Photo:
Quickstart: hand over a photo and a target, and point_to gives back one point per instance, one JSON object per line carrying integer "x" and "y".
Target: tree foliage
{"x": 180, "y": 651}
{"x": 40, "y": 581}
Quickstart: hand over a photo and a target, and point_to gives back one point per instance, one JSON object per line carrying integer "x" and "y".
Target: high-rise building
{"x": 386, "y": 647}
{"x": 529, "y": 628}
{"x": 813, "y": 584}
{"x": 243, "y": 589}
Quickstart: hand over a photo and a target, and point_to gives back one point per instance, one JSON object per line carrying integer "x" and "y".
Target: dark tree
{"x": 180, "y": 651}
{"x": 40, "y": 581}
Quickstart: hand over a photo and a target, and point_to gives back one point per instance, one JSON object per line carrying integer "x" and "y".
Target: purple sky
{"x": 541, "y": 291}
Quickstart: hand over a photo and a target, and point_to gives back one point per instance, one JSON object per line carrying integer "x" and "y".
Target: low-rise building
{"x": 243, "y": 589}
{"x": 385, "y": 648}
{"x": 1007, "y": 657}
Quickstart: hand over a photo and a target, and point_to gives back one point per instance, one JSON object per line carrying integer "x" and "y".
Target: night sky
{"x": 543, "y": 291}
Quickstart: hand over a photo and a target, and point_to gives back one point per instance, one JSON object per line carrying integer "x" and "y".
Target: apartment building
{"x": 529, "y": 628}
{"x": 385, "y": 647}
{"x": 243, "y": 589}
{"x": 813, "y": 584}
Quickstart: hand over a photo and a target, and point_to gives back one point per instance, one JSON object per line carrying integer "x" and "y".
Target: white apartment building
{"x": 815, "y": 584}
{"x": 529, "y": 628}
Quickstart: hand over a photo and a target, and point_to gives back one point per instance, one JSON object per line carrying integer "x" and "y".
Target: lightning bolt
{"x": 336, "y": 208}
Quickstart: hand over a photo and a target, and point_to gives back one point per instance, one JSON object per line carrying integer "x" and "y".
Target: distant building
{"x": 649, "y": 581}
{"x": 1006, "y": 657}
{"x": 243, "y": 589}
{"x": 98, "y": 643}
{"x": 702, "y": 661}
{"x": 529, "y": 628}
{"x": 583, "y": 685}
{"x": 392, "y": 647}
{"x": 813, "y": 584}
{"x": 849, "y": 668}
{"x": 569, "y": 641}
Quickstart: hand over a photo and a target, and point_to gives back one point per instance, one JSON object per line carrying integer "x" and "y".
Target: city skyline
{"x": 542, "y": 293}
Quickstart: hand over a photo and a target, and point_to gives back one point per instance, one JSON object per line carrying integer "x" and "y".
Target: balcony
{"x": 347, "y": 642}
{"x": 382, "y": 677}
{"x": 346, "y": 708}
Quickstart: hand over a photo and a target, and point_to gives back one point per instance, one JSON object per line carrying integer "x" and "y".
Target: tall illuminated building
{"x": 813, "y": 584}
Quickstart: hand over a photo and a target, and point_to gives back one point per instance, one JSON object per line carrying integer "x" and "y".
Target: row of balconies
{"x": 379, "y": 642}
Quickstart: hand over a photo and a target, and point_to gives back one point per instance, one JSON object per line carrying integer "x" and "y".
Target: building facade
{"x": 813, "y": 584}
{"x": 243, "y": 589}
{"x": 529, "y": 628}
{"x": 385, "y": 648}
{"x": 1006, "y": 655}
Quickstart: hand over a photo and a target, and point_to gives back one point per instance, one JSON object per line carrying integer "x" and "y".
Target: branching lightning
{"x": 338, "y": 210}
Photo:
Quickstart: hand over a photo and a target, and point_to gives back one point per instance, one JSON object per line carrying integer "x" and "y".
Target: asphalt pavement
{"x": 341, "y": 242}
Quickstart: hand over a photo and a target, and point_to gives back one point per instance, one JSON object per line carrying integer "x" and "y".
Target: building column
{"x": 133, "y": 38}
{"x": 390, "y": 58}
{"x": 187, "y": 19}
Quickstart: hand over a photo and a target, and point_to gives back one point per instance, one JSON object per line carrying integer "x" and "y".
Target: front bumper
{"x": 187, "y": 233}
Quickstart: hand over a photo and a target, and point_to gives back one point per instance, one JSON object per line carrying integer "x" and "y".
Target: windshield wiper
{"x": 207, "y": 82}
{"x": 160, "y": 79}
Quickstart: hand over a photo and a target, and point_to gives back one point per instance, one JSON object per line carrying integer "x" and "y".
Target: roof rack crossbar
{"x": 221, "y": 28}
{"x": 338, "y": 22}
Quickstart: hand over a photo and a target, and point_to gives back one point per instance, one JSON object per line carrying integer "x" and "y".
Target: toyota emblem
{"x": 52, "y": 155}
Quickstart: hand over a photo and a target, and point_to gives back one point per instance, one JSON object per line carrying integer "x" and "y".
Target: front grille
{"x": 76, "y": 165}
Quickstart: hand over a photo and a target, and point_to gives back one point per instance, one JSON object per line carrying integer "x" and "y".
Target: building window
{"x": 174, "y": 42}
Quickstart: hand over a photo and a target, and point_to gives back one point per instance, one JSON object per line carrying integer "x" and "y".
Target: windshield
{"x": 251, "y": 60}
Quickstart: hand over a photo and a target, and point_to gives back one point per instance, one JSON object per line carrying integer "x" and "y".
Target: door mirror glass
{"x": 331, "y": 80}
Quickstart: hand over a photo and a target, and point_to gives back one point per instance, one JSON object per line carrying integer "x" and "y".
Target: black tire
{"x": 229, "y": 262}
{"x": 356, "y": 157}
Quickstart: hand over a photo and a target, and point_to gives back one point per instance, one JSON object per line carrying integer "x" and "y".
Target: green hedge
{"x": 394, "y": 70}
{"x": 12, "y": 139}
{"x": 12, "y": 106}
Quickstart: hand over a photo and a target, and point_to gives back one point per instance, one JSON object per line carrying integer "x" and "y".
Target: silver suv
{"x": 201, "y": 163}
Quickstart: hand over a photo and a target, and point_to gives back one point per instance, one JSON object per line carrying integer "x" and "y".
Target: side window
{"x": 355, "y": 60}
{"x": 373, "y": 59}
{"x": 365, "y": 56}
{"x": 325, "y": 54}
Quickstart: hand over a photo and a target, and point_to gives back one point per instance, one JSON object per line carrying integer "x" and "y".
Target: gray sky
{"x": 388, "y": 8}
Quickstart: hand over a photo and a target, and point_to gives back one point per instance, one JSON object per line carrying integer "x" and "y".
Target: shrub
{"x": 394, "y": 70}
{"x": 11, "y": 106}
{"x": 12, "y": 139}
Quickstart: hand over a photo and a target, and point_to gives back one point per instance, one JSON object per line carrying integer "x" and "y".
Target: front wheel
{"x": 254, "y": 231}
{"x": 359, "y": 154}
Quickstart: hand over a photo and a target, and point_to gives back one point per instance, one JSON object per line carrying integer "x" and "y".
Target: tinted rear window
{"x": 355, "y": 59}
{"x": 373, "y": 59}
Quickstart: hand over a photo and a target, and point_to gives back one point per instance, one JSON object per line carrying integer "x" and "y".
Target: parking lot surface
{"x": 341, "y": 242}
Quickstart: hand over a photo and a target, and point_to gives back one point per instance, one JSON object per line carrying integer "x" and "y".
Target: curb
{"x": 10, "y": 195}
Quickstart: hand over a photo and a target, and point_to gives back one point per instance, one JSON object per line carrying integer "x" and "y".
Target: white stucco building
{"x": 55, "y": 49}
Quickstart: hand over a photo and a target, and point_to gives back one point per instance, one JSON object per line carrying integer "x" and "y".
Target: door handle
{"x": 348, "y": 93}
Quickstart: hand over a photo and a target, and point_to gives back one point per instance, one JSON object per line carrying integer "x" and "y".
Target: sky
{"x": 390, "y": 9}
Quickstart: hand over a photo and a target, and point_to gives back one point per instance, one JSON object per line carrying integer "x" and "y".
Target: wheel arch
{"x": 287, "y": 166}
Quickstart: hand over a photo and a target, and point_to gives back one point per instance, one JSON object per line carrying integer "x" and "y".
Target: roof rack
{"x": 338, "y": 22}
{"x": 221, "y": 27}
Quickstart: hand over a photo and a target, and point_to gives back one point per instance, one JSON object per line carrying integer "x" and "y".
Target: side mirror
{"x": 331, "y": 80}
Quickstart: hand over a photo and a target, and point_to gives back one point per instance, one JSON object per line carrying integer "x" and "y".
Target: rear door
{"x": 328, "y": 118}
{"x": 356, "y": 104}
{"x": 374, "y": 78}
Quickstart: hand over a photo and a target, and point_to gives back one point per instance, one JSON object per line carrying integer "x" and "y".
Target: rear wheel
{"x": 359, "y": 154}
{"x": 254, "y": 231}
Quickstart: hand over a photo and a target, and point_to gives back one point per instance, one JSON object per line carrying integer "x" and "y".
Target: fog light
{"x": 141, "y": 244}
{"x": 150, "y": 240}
----
◆ YOUR GOAL ◆
Starting with the line that holds "Target: rear wheel", copy each remaining line of the listing above exactly, through the last one.

◆ RESPONSE TO THE EXERCISE ◆
Target: rear wheel
{"x": 359, "y": 154}
{"x": 254, "y": 231}
Quickstart: hand over a photo and a target, and point_to gives back one point per instance, one JSON object per line carrying integer "x" and "y".
Target: fog light
{"x": 141, "y": 244}
{"x": 150, "y": 240}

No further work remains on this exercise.